**STATED TASK:** Reproduce only the lines beginning with the line that contains "# test: point out the horse tail, one" and continuing through the end of the items, requests included. In these lines, rescale every point coordinate in the answers by 1.5 and round each to a whole number, rounding halves up, while leaving the numbers in the requests and their format samples unchanged.

**DATASET RECORDS:**
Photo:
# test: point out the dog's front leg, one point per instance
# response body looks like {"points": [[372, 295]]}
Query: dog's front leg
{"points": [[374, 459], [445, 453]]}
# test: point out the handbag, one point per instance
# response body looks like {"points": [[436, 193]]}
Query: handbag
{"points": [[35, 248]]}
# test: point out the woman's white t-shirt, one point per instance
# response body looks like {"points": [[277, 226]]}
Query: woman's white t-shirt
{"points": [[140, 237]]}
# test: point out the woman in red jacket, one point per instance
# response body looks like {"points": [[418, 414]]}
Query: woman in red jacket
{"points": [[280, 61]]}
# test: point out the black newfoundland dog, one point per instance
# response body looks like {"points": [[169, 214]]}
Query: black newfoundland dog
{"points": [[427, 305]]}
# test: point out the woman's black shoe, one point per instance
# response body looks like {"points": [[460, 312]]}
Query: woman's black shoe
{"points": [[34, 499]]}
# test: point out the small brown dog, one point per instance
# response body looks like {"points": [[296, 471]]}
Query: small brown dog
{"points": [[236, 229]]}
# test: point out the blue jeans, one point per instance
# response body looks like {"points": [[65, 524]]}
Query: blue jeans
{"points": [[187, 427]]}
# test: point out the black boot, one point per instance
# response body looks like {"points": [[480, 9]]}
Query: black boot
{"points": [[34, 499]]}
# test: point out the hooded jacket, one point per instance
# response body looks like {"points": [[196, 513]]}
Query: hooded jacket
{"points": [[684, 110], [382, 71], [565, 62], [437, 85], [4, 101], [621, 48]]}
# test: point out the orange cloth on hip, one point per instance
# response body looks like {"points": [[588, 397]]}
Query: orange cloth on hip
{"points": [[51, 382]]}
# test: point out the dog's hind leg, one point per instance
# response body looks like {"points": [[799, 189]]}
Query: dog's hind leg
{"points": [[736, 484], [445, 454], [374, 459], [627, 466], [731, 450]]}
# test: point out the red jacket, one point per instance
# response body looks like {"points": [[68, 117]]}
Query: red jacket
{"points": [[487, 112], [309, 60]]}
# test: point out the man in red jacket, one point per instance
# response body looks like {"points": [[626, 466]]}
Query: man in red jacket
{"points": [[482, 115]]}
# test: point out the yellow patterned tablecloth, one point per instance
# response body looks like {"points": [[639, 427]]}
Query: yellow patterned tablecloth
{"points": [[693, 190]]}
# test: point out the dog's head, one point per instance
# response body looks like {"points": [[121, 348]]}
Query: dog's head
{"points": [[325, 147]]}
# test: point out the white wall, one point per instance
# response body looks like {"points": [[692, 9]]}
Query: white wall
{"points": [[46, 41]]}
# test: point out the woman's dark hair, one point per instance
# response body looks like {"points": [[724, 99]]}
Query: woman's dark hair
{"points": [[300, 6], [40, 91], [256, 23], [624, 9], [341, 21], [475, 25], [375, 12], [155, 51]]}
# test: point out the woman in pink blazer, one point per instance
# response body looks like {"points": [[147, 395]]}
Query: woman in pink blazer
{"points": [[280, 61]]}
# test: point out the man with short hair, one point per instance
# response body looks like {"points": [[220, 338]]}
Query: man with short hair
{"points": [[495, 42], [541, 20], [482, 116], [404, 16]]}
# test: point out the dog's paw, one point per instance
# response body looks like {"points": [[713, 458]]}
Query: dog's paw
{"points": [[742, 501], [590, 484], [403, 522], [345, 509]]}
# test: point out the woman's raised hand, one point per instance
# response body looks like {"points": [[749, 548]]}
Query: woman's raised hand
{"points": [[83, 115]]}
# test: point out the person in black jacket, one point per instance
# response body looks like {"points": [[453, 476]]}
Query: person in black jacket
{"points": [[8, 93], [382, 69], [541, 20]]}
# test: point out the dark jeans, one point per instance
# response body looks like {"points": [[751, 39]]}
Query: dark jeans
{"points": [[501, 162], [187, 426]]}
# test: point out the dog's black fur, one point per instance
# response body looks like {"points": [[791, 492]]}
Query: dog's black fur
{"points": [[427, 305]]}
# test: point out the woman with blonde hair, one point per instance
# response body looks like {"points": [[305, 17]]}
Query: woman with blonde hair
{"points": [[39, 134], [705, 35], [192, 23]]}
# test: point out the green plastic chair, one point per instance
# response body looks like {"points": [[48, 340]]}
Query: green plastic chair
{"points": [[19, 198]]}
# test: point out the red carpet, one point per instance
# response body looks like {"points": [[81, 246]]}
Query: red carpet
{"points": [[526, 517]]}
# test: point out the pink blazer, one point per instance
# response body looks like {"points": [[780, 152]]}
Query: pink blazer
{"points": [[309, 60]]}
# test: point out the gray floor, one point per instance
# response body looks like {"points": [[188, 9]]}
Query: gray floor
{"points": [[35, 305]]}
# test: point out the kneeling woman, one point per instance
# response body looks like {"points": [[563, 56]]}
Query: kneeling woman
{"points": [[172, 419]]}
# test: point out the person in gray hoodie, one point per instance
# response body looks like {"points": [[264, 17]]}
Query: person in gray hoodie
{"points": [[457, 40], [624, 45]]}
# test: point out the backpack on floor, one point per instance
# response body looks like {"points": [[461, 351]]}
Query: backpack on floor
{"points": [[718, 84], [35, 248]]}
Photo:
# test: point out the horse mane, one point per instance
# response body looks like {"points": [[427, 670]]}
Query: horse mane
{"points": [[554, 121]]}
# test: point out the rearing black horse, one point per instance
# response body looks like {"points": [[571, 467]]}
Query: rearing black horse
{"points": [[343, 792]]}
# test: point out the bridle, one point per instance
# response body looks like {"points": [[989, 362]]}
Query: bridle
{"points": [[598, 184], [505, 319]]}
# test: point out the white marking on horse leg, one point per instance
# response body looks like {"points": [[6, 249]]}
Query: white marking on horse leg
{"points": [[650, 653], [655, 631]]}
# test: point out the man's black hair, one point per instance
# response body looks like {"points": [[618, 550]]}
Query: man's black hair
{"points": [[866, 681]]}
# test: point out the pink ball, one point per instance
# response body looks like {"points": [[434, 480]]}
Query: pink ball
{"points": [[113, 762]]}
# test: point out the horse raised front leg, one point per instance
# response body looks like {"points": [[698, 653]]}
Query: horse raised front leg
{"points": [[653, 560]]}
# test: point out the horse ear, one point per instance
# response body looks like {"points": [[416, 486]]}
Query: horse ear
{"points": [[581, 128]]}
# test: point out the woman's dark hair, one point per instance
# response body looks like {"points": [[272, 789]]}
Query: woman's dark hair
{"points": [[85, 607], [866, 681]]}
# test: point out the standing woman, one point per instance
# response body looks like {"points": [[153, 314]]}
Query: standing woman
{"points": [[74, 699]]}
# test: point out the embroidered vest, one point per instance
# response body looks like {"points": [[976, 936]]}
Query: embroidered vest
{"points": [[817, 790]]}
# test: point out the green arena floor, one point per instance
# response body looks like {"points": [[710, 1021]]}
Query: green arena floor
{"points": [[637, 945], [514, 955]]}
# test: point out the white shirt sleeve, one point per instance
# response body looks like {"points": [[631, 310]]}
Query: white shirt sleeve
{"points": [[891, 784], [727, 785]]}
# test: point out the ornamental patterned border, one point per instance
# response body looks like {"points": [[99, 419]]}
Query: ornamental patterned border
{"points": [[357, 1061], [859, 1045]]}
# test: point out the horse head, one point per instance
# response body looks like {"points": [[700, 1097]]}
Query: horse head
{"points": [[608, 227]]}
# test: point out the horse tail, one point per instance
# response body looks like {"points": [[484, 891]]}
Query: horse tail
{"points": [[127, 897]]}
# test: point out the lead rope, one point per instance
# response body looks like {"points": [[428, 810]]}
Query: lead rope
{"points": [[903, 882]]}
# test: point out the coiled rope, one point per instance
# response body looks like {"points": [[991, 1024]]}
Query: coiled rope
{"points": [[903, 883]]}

**FINISHED ANSWER:**
# test: point out the horse tail, one point per instance
# response body looks like {"points": [[484, 891]]}
Query: horse tail
{"points": [[191, 1346]]}
# test: point out the lead rope, one point per instance
# response body looks like {"points": [[428, 810]]}
Query: lead rope
{"points": [[1355, 1323]]}
# test: point out the coiled rope, one point per instance
# response body looks like {"points": [[991, 1024]]}
Query: coiled rope
{"points": [[1355, 1325]]}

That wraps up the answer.